**Work to complete:** Return, unchanged and with nothing else, the stretch of the records that opens with the line containing "Annotation task: tag one point per instance of the palm" and closes with the line containing "Annotation task: tag one point per instance of the white teeth", including both of those lines.

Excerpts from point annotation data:
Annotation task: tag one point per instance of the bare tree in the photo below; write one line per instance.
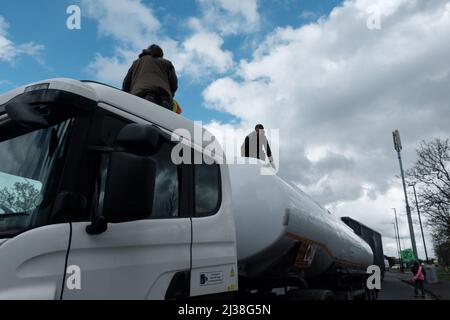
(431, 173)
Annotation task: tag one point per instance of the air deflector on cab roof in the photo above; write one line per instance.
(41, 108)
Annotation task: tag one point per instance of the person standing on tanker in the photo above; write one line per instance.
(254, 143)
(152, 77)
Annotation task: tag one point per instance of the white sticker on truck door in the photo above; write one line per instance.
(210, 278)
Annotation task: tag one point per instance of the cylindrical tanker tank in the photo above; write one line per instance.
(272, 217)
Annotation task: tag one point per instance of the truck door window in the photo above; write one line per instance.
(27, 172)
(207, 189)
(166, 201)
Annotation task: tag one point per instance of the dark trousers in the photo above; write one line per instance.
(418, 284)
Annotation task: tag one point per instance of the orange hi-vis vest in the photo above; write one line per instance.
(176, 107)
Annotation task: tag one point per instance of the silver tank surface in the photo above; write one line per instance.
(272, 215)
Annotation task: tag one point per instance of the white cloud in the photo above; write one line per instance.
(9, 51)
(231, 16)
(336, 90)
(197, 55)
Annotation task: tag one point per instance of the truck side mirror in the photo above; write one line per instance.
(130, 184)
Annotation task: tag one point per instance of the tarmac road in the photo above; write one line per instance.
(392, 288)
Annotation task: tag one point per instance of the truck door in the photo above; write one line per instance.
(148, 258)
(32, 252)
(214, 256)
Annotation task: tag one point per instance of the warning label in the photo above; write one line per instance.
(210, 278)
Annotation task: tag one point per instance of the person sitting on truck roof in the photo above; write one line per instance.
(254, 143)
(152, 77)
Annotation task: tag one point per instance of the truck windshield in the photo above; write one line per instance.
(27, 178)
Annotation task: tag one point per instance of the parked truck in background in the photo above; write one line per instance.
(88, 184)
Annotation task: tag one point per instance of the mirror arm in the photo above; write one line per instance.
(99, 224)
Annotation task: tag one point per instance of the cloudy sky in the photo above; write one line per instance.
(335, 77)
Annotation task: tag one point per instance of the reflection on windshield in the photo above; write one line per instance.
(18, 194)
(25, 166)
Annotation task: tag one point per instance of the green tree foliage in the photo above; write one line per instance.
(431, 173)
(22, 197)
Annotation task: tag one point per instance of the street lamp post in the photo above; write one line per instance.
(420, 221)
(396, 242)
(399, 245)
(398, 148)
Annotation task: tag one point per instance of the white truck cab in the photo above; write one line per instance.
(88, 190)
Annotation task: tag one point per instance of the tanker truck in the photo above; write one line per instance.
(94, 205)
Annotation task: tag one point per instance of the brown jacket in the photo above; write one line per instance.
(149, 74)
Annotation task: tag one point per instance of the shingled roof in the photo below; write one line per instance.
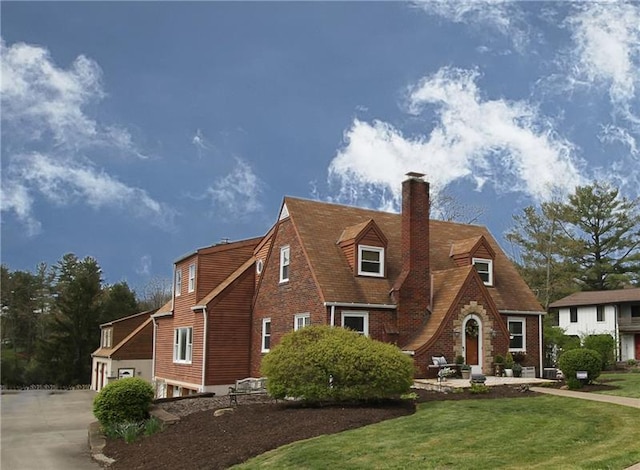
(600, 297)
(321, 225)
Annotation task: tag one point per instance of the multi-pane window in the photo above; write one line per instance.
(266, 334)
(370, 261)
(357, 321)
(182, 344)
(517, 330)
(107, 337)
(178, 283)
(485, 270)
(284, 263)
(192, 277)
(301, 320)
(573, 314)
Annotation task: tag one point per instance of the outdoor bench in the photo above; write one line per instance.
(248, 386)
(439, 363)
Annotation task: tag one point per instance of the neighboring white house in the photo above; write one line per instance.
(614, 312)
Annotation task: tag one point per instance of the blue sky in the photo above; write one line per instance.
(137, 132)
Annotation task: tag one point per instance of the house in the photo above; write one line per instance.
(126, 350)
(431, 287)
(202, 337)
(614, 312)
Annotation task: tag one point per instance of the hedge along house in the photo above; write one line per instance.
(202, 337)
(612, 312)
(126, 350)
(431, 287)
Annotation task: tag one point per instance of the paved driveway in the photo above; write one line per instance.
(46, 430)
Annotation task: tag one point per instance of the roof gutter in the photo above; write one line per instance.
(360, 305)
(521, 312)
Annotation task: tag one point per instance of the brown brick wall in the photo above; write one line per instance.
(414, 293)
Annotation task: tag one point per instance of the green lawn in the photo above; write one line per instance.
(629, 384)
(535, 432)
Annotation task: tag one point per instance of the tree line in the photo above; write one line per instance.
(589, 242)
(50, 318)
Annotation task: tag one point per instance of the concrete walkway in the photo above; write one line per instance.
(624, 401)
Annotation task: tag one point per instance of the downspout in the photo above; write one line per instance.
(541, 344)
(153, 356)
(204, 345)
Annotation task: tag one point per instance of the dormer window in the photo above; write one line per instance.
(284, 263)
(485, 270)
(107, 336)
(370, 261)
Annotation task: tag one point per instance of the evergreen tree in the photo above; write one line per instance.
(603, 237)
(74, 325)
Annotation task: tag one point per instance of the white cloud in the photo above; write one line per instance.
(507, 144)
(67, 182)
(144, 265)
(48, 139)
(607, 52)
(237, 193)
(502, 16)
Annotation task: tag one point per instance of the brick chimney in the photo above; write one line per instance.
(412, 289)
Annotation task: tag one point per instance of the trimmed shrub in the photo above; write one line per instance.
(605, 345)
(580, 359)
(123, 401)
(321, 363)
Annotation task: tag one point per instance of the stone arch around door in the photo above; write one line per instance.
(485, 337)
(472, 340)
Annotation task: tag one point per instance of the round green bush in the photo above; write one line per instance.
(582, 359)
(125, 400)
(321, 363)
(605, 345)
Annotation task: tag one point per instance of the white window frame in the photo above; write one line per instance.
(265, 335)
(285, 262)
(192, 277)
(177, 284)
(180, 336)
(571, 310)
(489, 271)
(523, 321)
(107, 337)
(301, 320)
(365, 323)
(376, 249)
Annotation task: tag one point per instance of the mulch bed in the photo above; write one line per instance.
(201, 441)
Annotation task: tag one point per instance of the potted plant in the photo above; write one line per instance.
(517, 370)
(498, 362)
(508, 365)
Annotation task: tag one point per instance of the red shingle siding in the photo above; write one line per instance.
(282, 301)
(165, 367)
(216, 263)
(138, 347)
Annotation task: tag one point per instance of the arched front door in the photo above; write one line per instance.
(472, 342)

==

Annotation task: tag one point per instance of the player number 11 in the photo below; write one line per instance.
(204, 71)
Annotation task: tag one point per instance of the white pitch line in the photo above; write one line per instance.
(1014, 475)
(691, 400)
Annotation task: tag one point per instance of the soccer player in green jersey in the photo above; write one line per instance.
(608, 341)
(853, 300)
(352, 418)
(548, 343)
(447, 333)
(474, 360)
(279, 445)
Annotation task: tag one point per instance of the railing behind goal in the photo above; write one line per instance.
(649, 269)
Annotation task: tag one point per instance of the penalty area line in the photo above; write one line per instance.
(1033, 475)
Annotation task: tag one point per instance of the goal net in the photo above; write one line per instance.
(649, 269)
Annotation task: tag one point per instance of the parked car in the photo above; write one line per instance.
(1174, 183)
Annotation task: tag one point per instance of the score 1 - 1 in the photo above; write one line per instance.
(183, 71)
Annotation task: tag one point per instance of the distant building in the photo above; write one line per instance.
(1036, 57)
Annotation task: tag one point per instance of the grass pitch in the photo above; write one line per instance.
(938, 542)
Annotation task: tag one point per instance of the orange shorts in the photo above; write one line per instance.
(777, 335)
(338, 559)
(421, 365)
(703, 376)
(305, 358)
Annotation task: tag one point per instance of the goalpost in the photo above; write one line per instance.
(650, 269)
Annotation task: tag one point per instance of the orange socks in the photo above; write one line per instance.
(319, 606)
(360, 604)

* * *

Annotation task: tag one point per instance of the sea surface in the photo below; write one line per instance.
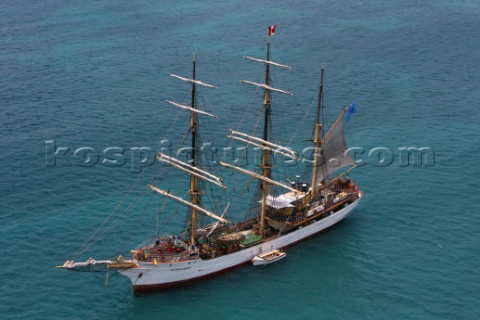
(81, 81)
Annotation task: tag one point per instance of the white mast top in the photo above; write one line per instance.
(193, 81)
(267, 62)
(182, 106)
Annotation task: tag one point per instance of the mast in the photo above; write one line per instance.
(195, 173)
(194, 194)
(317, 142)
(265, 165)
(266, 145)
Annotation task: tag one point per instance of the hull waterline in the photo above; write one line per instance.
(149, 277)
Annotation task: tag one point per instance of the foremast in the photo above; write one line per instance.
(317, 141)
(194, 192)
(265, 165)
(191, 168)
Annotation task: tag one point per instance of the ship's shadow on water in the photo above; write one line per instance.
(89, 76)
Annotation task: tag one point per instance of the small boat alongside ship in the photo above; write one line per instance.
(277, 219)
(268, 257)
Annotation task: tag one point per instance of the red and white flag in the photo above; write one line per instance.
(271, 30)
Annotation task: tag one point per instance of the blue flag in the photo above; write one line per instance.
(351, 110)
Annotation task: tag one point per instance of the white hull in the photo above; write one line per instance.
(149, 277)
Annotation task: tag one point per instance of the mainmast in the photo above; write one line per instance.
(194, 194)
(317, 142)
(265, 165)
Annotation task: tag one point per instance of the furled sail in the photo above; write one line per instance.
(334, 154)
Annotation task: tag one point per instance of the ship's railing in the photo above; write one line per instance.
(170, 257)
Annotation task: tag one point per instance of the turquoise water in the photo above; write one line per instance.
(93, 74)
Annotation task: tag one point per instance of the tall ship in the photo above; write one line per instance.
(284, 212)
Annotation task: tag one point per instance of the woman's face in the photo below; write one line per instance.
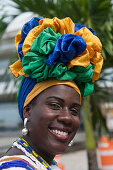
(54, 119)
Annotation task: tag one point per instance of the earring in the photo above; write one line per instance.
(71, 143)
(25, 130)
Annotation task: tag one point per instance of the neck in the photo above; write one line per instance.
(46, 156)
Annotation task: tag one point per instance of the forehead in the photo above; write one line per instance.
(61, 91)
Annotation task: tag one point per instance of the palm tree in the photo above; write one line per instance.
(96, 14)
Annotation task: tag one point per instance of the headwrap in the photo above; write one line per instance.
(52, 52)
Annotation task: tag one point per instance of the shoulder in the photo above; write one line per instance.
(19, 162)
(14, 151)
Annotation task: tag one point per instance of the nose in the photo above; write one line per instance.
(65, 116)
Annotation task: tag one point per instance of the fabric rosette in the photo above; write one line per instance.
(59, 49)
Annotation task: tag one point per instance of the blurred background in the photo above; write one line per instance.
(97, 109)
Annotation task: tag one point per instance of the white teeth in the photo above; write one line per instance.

**Result:**
Annotation task: tag one point per instance of the palm tree in the photo above; write one line per instance.
(96, 14)
Annotation task: tag one point per instance of the headwrap in the photo above; write one line per instance.
(52, 52)
Annotation task: tag one point per instance of the shoulder in the photo above; write one line per instance.
(19, 162)
(14, 151)
Annotation task: tag one point per instance of the nose in the photo above; write one line per instance.
(65, 116)
Annotation task: tag one point per instance of the fabric rosette in the photo above; write one line per instance.
(59, 49)
Annotation task: tag one point per instance of the blurred background in the photo above; write one line per instance.
(97, 109)
Annotation task: tag one point per instance of the white teeth in the photo above; write one line per instance.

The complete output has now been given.